● **指示**: 以下のエントリから、文字列「blonde」を含む行をすべて抜き出してもらえますか？大文字と小文字は区別してください。

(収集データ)
────────────────────
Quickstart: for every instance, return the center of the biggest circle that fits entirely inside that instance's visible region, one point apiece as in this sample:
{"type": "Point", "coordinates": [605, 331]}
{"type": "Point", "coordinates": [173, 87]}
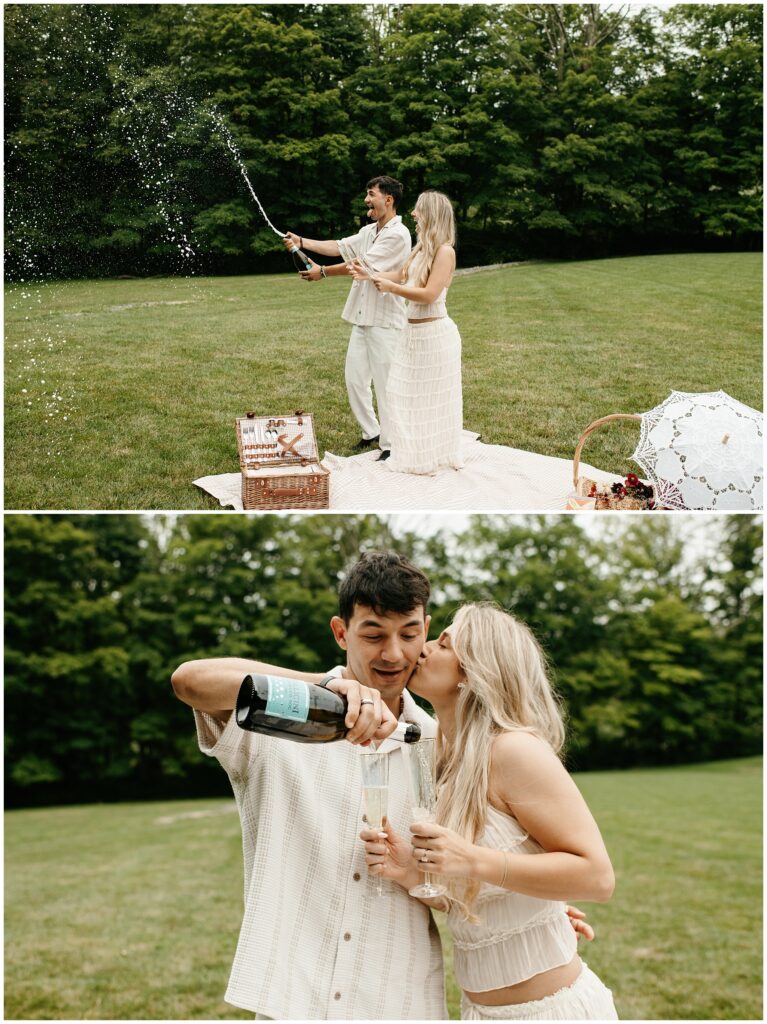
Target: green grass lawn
{"type": "Point", "coordinates": [132, 910]}
{"type": "Point", "coordinates": [119, 393]}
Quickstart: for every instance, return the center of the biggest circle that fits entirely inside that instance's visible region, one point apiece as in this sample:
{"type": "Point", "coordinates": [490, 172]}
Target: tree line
{"type": "Point", "coordinates": [654, 643]}
{"type": "Point", "coordinates": [558, 130]}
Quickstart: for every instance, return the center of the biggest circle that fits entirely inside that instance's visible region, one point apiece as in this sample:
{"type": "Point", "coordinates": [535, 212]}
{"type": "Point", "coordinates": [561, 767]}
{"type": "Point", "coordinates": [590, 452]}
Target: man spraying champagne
{"type": "Point", "coordinates": [377, 317]}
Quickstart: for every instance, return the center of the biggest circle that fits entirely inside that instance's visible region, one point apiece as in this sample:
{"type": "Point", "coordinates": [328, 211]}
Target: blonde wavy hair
{"type": "Point", "coordinates": [436, 226]}
{"type": "Point", "coordinates": [507, 689]}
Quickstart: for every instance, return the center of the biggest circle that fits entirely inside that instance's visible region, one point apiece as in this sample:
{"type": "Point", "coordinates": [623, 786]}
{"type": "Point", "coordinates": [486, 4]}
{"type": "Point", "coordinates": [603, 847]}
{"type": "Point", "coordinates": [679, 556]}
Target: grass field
{"type": "Point", "coordinates": [132, 910]}
{"type": "Point", "coordinates": [119, 393]}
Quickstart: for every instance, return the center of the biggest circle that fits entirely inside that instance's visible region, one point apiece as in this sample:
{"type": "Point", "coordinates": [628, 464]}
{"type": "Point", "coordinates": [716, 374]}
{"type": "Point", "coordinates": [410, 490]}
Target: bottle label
{"type": "Point", "coordinates": [288, 698]}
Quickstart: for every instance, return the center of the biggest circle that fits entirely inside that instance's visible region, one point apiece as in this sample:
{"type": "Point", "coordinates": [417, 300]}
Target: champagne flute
{"type": "Point", "coordinates": [375, 793]}
{"type": "Point", "coordinates": [423, 775]}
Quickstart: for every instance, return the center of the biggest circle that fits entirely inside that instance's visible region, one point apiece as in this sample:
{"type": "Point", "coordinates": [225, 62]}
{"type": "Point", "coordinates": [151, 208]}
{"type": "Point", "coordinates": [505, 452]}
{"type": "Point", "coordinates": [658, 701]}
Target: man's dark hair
{"type": "Point", "coordinates": [385, 582]}
{"type": "Point", "coordinates": [389, 186]}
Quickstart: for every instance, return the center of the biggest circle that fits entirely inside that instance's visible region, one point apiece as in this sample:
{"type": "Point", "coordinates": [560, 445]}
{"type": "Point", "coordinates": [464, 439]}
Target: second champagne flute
{"type": "Point", "coordinates": [375, 793]}
{"type": "Point", "coordinates": [423, 774]}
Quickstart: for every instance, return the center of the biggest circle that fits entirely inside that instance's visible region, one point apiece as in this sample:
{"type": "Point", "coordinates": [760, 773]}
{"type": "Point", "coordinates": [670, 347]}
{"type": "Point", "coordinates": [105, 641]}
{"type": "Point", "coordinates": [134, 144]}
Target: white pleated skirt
{"type": "Point", "coordinates": [425, 400]}
{"type": "Point", "coordinates": [586, 999]}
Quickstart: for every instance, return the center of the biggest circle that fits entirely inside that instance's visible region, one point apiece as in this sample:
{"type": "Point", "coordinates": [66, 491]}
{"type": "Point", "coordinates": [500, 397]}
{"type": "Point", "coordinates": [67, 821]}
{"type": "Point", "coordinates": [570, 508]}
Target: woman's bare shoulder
{"type": "Point", "coordinates": [520, 751]}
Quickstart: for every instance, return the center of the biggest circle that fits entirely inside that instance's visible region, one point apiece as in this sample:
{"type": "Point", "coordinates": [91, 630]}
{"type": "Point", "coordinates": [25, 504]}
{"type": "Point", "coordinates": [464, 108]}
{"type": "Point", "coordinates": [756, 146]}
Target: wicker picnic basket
{"type": "Point", "coordinates": [630, 497]}
{"type": "Point", "coordinates": [280, 463]}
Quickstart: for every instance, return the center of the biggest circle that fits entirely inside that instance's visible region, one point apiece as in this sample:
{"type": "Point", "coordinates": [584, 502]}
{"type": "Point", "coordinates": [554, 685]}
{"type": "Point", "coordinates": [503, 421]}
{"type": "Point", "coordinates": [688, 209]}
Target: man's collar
{"type": "Point", "coordinates": [396, 219]}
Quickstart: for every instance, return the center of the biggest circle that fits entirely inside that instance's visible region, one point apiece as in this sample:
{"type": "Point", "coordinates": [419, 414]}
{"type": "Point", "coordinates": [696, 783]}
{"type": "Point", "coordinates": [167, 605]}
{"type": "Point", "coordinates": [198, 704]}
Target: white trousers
{"type": "Point", "coordinates": [368, 361]}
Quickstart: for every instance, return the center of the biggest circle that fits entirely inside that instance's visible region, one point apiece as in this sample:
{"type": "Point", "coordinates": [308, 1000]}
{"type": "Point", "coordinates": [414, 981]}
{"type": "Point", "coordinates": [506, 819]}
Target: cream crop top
{"type": "Point", "coordinates": [422, 310]}
{"type": "Point", "coordinates": [518, 936]}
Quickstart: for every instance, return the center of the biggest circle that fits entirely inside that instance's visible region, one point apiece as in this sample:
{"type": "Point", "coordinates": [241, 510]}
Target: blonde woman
{"type": "Point", "coordinates": [424, 385]}
{"type": "Point", "coordinates": [514, 839]}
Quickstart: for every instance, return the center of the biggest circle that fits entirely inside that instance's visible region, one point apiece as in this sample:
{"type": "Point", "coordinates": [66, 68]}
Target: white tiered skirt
{"type": "Point", "coordinates": [425, 399]}
{"type": "Point", "coordinates": [587, 999]}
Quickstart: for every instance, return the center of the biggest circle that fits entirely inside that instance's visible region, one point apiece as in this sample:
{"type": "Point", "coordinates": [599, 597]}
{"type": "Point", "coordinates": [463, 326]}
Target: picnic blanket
{"type": "Point", "coordinates": [494, 478]}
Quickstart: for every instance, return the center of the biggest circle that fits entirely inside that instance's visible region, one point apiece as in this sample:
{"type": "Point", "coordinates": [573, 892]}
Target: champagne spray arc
{"type": "Point", "coordinates": [301, 261]}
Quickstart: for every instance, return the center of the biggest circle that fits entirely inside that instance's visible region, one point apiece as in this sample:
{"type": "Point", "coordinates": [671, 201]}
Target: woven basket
{"type": "Point", "coordinates": [280, 463]}
{"type": "Point", "coordinates": [604, 499]}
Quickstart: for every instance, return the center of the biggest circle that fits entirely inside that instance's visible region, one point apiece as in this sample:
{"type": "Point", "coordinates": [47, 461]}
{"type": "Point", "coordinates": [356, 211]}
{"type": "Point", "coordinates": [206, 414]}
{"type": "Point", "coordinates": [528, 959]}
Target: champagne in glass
{"type": "Point", "coordinates": [423, 776]}
{"type": "Point", "coordinates": [375, 793]}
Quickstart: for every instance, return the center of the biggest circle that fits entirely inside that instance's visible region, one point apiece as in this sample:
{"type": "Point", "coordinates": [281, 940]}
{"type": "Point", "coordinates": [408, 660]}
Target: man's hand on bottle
{"type": "Point", "coordinates": [367, 716]}
{"type": "Point", "coordinates": [312, 274]}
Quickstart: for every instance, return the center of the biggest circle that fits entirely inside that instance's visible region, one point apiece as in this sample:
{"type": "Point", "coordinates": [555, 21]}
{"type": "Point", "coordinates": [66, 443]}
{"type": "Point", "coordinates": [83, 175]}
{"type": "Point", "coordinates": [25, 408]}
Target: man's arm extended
{"type": "Point", "coordinates": [211, 684]}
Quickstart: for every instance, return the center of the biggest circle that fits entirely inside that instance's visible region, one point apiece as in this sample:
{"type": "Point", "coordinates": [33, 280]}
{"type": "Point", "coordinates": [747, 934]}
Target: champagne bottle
{"type": "Point", "coordinates": [300, 260]}
{"type": "Point", "coordinates": [298, 711]}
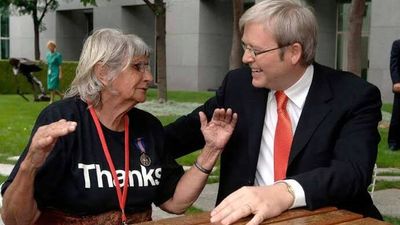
────────────────────
● **解答例**:
Target: blonde wavy hair
Target: blonde woman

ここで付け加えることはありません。